- 課題: 超純水の製造に関する引用文のうち、「液浸露光装置用超純水の製造方法及び装置」から「オン成分と微粒子を除去する。」までを、両端の語句も含めて一字一句そのまま書き写してください。

- 引用文:
_____

説明

液浸露光装置用超純水の製造方法及び装置

【課題】レジスト上にナノサイズのバブル(気泡)や凹凸を発生させることのない液浸露光装置用超純水の製造方法及び製造装置を提供すること。
【解決手段】 超純水製造装置で処理され半導体製造工程へ洗浄水として供給される超純水を分取し脱気膜を通過させて溶存窒素ガス量が3mg/L以下、溶存酸素ガス量が50μg/L以下になるまで脱気する。脱気した超純水をイオン交換装置、限外濾過膜に通過させて超純水中のイオン成分と微粒子を除去する。

【発明の詳細な説明】
【技術分野】
【0001】
本発明は、屈折率の高い超純水をレンズとフォトレジストの間に介在させることによりパターニング露光を行う液浸露光装置に用いられる超純水の製造方法及び製造装置に係り、特に、半導体の製造工場における液浸露光工程において、露光欠陥の原因となる微小気泡を発生させない液浸露光用超純水の製造方法及び装置に関する。

_____

- データレコード:
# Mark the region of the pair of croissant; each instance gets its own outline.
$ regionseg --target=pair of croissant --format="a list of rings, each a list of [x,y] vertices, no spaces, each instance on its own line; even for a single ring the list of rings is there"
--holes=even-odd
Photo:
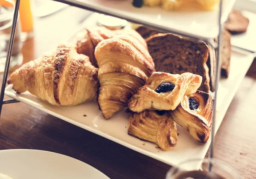
[[[18,93],[29,91],[55,105],[74,105],[97,97],[103,115],[110,118],[127,107],[128,99],[155,71],[154,65],[145,41],[135,31],[121,35],[115,34],[121,31],[104,27],[86,31],[78,46],[60,45],[24,64],[8,83]],[[93,56],[91,61],[94,51],[99,69],[78,52]]]
[[[201,76],[188,72],[153,72],[128,101],[128,107],[134,112],[128,133],[168,150],[177,144],[175,121],[198,141],[207,141],[212,102],[209,94],[197,90],[201,82]]]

_____

- 最終結果:
液浸露光装置用超純水の製造方法及び装置

【課題】レジスト上にナノサイズのバブル(気泡)や凹凸を発生させることのない液浸露光装置用超純水の製造方法及び製造装置を提供すること。
【解決手段】 超純水製造装置で処理され半導体製造工程へ洗浄水として供給される超純水を分取し脱気膜を通過させて溶存窒素ガス量が3mg/L以下、溶存酸素ガス量が50μg/L以下になるまで脱気する。脱気した超純水をイオン交換装置、限外濾過膜に通過させて超純水中のイオン成分と微粒子を除去する。